If you're on a UNIX system or have comparable tools, a simple awk script
can do this much.  However, you don't learn much from it.  In particular,
given the question:

> Are there any other tools to measure the complexity
> of a source file?

it's clear you're off on the wrong foot.  A count of source lines is NOT a
useful measure of program size or complexity.  Incidentally, be careful
about the difference between size and complexity!

As noted by flint@gistdev.UUCP (Flint Pellett):

> Comment lines don't count?  What are you going to use the count for when you
> get it? ... If you're counting for purposes of
> measuring productivity, then comment lines certainly do count, otherwise
> you're going to be encouraging people to not document their code.

Pellett is correct about the effect of not counting comment lines.
However, if you go off counting lines as a measure of work, you'll see a
useful comment like:

/*	lexcom - scan (a piece of) a comment
 *	Return either T_COM if end of comment found or T_NULL if end of
 *	line found first.
 *	Also handles instate and comment counting.
 */

turn into a baroque display like:

/************************************************************************/
/*                                                                      */
/*    FUNCTION NAME:    lexcom                                          */
/*                                                                      */
/*    RESULT TYPE:      int                                             */
/*                                                                      */
/*    ARGUMENTS:        (none)                                          */
/*                                                                      */
/*    PURPOSE:          blather babble...                               */
/*                                                                      */
[etc., ad nauseam...no sense wasting netbandwidth on it...]
/*                                                                      */
/************************************************************************/

The same thing will happen if you associate some reward or figure of merit
with source-line count, or identifier length, etc...you'll see:

	for (p = s; *p; p++) {
		[stuff]
	}

turn into:

	for (string_search_pointer = target_string;
		*string_search_pointer != STRING_TERMINATOR;
		string_search_pointer++)
	{
		[stuff]
	}

When I've tried to measure C source-file size and complexity, I've used a
program which does a simple analysis of the source but gives several
measures, including the following:
	blank lines
	lines containing only comment text
	lines containing only code
	lines containing comment and code
	average comment length or histogram of lengths
	average number of tokens per line, per nonblank line
	average identifier length or histogram of lengths
	average nesting level (requires tedious explanation)
	count of occurrences of each keyword
	count of occurrences of literal constants, by type
The result, of course, does NOT reduce program size or complexity to a
single number.  The token count is far more useful than a line count if you
want to know "how much code" you've got, but it's still woefully
inadequate.

# MATERIAL PROVIDED

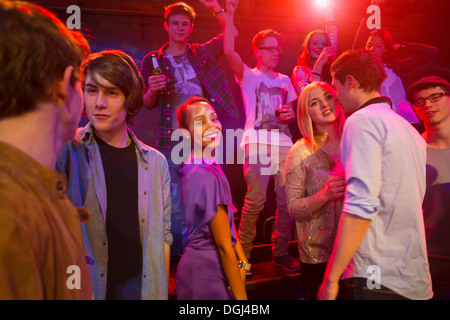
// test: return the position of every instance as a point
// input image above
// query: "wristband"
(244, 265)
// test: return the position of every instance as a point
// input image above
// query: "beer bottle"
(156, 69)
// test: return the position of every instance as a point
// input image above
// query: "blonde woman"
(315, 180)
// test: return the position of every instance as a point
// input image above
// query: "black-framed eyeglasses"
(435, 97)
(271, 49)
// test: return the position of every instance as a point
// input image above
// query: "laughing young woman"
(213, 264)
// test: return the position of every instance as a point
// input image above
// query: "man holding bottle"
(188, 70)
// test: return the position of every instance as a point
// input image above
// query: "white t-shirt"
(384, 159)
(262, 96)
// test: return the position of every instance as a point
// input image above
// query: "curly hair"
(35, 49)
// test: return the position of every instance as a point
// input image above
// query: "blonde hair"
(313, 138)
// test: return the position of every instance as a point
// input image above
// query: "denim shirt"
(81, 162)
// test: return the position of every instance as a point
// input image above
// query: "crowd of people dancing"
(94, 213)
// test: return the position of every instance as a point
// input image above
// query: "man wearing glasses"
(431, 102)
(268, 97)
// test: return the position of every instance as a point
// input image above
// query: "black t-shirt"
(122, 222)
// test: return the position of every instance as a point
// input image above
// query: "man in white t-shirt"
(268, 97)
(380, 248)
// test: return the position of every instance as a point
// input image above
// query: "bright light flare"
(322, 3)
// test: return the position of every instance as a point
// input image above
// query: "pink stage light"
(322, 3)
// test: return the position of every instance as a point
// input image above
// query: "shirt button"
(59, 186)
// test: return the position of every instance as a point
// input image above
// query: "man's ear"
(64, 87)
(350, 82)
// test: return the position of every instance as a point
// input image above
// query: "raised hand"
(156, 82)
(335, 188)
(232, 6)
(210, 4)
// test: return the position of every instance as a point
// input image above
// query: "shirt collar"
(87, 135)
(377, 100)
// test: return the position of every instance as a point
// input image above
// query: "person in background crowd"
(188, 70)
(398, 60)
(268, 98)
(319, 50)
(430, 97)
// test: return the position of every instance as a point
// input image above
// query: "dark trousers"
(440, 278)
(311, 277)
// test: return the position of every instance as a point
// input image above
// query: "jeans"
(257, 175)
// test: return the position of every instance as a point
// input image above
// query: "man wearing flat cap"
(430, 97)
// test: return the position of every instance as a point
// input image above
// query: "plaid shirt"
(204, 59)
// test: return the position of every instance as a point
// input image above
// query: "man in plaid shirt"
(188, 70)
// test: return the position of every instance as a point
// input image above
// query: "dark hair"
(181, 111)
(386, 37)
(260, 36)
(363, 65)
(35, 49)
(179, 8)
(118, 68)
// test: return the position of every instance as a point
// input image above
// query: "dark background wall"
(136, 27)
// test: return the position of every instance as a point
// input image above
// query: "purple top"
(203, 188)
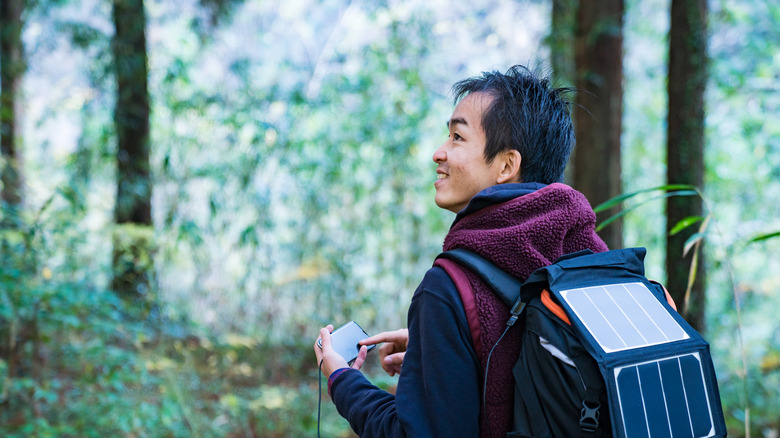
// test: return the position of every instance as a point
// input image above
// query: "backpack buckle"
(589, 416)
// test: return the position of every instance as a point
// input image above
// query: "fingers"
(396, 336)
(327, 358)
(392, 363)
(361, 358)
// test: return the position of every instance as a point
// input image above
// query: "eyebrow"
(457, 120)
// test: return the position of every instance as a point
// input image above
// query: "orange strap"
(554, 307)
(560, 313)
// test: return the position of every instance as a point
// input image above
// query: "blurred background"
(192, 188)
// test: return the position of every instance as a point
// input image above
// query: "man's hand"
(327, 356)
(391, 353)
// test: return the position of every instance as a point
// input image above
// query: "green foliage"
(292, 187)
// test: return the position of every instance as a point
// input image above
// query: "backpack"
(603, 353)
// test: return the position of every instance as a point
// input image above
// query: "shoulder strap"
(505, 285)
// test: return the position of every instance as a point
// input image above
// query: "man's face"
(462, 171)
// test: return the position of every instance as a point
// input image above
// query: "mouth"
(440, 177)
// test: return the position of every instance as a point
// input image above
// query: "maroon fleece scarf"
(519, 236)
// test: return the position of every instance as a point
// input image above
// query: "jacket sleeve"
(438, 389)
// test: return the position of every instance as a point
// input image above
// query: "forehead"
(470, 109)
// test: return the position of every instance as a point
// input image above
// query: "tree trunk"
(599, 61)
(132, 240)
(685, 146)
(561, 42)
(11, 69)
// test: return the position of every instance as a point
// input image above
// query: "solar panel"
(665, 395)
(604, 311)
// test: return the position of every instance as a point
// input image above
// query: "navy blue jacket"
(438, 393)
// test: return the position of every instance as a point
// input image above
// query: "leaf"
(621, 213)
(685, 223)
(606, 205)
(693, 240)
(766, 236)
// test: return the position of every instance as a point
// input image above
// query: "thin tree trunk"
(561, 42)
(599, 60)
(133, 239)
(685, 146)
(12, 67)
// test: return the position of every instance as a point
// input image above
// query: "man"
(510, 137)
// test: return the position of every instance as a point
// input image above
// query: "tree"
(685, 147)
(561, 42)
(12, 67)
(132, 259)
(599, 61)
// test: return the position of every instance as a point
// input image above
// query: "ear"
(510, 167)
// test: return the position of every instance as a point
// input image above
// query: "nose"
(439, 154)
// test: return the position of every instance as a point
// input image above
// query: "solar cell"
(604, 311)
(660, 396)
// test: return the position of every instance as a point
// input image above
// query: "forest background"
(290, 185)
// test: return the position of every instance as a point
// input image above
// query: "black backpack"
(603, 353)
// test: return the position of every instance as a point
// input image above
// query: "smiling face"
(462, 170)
==
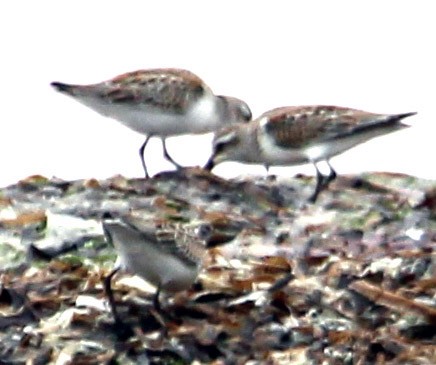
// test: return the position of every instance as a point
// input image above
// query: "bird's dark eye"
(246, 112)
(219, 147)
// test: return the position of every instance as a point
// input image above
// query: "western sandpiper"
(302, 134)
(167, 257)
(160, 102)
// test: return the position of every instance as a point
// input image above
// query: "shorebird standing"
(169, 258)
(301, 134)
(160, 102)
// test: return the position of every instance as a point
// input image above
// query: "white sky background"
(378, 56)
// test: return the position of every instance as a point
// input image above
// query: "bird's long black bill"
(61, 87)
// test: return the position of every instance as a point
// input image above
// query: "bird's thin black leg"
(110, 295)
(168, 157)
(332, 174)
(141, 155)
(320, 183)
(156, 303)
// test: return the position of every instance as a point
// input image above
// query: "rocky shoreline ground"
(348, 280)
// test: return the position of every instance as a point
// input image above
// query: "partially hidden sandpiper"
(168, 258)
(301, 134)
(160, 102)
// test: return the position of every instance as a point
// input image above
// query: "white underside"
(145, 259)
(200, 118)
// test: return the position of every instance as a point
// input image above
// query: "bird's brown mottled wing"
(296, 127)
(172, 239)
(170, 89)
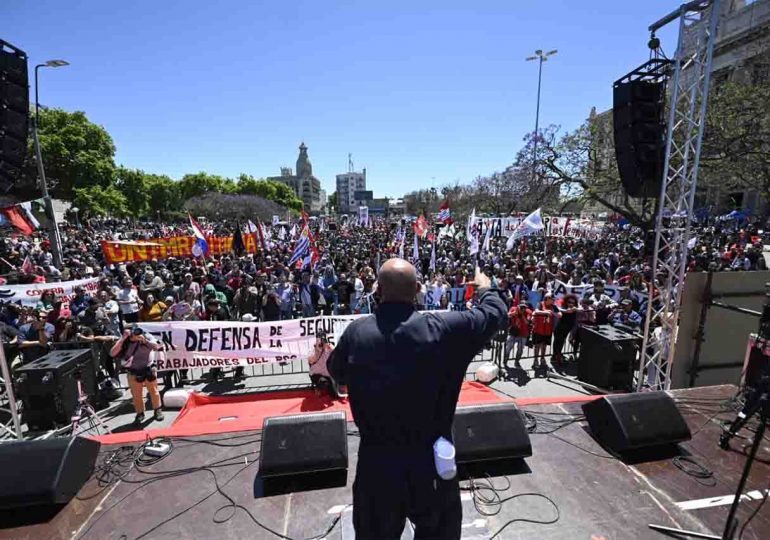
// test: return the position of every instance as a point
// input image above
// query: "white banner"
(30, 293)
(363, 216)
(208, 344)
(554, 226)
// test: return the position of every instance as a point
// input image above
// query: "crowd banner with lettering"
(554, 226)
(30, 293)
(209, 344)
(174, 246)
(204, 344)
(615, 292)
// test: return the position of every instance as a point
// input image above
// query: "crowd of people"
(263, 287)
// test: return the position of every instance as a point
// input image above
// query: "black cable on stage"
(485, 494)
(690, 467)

# INSTRUCTIONS
a – Swap "productivity" for "output" and write out the post about counting source lines, starting at "As noted by" and ending at "counting comment lines.".
b – Show every line of the rows that contains the string "black", matching upper and lower case exactly.
The rows are not related to the post about counting source lines.

# PER-TASK ANSWERS
a –
As noted by flint@gistdev.UUCP (Flint Pellett):

> Comment lines don't count?  What are you going to use the count for when you
> get it? ... If you're counting for purposes of
> measuring output, then comment lines certainly do count, otherwise
> you're going to be encouraging people to not document their code.

Pellett is correct about the effect of not counting comment lines.

b –
// query: "black-framed eyeglasses"
// query: "black t-shirt"
// query: "black backpack"
// query: "bird's long black bill"
// query: "bird's thin black leg"
// query: "black cable on stage"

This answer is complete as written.